Questions ▸
a. Rewrite the osteoporosis news passage, starting at the words "Big news today" and ending after "CONCERNED. DON'T PANIC.", with "abnormal heart rhythm" in place of "irregular heartbeat".
b. Answer these questions about the osteoporosis news passage.
(i) In the April 28 issue of which journal did the study appear?
(ii) Which two bisphosphonates did the New England Journal of Medicine study link to serious atrial fibrillation?
(iii) When was the FDA's 2007 report on the atrial fibrillation findings updated?

Selected excerpt ▸

Big news today in the world of osteoporosis: A study in the April 28 Archives of Internal Medicine shows that the osteoporosis drug Fosamax is linked to atrial fibrillation--an irregular heartbeat.
Before we go any further, please heed this easy-to-recall slogan: BE CONCERNED. DON'T PANIC.
Five things you need to know
1. The FDA has been looking into this link for at least a year, when a study published in the New England Journal of Medicine showed a link between two bisphosphonates, Reclast and Fosamax, and serious atrial fibrillation. (The rates of AF generally, as opposed to serious cases, were the same for both the Fosamax and placebo groups in that study.) Here's a link to the FDA's 2007 report on the atrial fibrillation findings, which was updated in January of 2008. And here is drugmaker Merck's response to the 2007 atrial fibrillation studys' publication. Here is the American Association of Health Care Pharmacists' report on the Fosamax-heart problem studies.

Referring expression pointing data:

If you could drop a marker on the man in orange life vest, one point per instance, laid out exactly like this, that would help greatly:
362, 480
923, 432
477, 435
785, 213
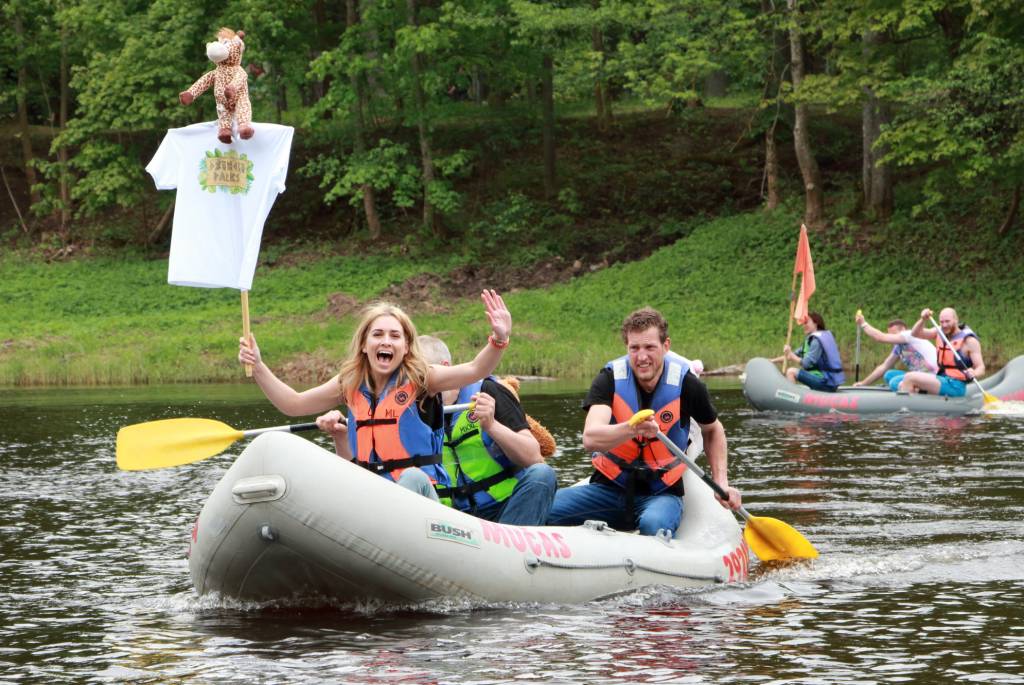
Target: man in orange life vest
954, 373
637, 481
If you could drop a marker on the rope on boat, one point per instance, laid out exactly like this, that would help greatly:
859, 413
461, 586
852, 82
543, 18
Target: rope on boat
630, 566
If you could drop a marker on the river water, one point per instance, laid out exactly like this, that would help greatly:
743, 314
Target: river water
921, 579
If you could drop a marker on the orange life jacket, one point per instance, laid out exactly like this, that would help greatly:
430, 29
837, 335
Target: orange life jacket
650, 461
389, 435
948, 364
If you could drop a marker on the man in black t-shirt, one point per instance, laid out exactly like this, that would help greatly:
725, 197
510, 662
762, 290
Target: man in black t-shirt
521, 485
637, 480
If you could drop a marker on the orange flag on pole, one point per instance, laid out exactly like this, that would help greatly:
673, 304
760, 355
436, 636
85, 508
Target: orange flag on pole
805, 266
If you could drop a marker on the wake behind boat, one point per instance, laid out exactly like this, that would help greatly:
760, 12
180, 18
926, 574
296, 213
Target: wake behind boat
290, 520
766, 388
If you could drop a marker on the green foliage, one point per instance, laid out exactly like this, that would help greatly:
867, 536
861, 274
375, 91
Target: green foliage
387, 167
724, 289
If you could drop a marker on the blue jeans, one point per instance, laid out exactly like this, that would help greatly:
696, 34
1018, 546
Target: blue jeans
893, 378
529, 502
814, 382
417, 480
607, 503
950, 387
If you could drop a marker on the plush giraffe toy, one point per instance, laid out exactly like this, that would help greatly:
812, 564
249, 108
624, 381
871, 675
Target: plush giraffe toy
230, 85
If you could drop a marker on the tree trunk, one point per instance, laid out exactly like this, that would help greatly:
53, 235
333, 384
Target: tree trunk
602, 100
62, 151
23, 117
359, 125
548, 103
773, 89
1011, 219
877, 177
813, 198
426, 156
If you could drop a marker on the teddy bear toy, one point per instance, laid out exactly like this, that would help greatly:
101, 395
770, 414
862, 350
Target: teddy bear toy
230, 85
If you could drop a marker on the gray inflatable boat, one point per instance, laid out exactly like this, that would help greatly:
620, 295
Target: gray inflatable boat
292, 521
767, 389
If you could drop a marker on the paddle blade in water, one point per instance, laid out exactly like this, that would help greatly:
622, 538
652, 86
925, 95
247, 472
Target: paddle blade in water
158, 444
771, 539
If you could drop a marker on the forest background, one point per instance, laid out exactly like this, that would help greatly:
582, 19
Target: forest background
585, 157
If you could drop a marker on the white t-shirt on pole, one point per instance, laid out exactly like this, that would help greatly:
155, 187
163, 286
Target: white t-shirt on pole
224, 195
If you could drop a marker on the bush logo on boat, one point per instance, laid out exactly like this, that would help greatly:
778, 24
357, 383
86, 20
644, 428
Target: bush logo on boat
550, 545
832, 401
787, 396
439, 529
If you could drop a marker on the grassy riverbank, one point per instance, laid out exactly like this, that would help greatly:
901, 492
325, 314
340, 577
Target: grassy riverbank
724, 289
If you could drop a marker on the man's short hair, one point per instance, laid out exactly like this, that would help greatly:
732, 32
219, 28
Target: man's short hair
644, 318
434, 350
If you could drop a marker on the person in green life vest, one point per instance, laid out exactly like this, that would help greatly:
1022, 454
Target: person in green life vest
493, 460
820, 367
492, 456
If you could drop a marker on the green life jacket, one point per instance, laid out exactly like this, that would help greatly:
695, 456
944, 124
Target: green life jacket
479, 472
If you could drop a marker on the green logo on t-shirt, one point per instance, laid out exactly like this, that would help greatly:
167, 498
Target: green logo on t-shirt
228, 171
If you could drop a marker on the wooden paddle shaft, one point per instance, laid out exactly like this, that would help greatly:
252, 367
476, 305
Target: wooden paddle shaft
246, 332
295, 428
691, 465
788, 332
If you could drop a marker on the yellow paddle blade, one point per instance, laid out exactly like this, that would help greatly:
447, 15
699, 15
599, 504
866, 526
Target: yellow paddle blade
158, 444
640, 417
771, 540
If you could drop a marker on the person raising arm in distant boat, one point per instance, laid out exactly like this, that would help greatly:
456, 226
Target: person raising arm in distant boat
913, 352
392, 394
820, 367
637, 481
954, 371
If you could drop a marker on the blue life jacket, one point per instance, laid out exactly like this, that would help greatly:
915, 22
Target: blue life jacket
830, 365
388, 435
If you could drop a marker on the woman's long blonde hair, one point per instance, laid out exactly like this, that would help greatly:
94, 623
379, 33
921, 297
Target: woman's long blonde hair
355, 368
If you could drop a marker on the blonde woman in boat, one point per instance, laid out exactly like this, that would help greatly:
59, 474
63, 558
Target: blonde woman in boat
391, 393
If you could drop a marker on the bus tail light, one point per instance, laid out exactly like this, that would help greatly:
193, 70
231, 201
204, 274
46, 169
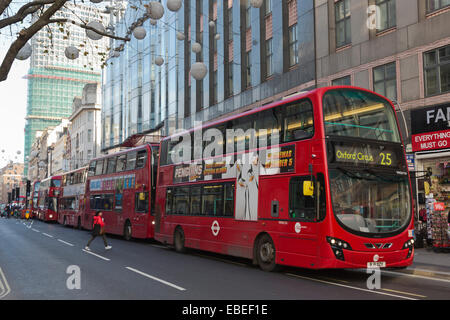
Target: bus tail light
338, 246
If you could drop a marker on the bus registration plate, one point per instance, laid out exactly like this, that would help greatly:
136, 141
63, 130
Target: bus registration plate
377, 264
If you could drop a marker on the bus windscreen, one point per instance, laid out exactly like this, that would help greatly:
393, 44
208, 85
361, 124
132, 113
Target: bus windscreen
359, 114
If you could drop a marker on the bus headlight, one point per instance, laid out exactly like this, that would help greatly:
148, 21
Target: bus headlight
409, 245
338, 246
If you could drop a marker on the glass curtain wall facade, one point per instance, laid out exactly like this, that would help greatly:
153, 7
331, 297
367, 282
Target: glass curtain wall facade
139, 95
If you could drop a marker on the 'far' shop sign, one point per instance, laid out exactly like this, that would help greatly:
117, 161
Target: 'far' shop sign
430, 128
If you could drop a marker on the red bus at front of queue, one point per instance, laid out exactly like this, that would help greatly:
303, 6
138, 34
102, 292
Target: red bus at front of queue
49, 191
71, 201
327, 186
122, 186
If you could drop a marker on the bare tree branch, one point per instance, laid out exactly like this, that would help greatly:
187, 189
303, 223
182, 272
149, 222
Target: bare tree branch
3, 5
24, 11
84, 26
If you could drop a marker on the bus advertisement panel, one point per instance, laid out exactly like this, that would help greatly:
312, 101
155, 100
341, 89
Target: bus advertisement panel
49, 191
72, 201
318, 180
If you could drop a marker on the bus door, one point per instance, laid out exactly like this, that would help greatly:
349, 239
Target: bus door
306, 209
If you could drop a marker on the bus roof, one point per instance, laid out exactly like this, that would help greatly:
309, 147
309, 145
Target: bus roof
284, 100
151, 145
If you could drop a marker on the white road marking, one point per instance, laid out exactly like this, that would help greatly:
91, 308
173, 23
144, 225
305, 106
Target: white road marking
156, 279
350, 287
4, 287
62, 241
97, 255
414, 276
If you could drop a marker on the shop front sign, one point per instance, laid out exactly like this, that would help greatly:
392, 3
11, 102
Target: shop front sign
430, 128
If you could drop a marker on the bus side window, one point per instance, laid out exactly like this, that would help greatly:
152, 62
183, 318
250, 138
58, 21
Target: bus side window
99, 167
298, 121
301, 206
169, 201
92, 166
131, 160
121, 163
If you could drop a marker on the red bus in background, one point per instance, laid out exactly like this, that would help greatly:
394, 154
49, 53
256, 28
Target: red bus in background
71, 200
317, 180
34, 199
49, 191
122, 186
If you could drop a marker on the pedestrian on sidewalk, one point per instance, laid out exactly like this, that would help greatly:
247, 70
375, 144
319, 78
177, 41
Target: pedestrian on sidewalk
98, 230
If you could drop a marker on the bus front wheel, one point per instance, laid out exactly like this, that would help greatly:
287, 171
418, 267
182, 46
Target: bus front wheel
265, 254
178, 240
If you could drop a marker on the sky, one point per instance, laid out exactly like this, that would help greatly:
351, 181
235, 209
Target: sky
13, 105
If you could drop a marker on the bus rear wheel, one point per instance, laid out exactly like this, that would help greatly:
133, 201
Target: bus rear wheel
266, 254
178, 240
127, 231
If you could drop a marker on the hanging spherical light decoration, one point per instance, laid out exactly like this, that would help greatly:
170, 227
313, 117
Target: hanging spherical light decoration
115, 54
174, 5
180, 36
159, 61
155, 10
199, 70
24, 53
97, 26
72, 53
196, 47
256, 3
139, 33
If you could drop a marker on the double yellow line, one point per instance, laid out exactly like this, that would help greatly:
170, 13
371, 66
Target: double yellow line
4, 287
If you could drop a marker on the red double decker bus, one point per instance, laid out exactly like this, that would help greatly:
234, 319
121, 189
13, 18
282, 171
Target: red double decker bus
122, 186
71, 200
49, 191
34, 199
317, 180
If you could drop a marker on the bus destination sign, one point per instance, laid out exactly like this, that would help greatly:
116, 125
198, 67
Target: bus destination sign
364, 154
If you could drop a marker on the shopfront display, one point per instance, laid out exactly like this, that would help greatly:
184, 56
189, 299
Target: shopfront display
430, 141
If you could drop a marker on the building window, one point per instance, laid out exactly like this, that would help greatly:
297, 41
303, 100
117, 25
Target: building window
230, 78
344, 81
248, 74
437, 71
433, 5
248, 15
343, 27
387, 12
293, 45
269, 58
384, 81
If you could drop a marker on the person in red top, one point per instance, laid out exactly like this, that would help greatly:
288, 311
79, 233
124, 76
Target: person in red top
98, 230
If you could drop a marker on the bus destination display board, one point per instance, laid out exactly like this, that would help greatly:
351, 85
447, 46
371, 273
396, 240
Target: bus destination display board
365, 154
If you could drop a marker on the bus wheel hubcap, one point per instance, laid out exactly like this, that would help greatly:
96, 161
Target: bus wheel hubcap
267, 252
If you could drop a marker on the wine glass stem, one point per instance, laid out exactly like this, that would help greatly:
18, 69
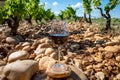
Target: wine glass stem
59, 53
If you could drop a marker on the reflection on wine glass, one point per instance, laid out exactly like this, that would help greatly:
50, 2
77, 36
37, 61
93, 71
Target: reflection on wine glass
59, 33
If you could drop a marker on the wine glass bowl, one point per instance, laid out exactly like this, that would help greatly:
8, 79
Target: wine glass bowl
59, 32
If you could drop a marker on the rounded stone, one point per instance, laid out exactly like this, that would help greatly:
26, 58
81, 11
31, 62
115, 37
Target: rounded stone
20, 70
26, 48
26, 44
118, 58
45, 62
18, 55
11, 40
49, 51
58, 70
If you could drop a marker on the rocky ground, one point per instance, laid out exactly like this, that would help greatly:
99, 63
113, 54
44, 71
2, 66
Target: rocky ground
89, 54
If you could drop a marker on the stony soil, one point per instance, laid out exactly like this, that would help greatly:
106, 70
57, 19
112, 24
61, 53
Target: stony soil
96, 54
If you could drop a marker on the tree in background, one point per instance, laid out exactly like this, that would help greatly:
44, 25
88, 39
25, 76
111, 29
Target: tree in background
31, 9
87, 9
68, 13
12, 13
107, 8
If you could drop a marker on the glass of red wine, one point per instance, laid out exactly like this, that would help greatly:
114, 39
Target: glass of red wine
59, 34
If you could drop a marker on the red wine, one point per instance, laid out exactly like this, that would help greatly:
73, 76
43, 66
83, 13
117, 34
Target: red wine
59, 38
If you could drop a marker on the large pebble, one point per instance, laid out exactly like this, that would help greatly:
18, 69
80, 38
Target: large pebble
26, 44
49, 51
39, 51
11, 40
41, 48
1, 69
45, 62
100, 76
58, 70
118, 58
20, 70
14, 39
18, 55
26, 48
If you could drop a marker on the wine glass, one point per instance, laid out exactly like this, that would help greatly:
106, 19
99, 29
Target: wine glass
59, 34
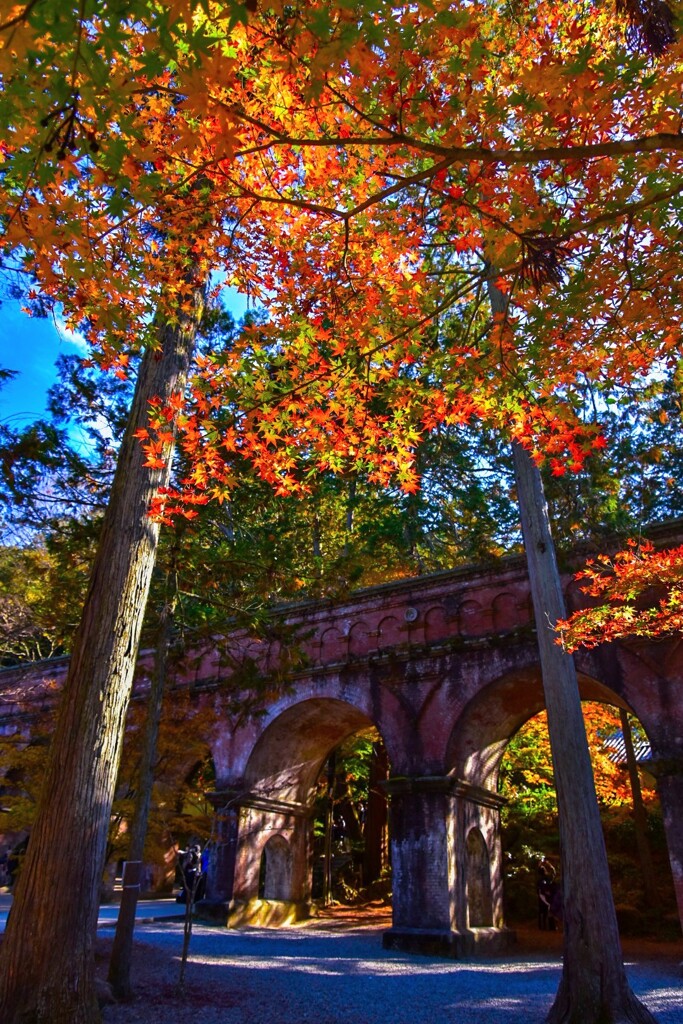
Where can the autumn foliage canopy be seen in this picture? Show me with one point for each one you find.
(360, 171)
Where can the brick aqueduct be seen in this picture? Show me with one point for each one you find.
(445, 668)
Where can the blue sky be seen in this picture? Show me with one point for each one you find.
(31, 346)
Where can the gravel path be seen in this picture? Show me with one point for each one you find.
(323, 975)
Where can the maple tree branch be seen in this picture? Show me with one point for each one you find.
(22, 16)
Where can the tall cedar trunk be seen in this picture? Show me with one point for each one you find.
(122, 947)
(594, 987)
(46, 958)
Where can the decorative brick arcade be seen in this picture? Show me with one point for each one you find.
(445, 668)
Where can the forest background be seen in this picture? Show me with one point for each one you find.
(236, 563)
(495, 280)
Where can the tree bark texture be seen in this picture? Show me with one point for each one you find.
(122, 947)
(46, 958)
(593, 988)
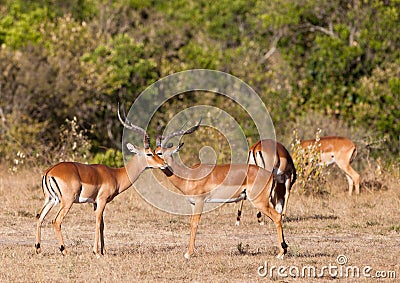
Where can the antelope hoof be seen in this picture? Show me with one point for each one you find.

Expected results ▸
a.
Big news today in the world of osteoporosis: A study in the April 28 Archives of Internal Medicine shows that the osteoporosis drug Fosamax is linked to atrial fibrillation--an abnormal heart rhythm.
Before we go any further, please heed this easy-to-recall slogan: BE CONCERNED. DON'T PANIC.

b.
(i) The Archives of Internal Medicine.
(ii) Reclast and Fosamax.
(iii) In January of 2008.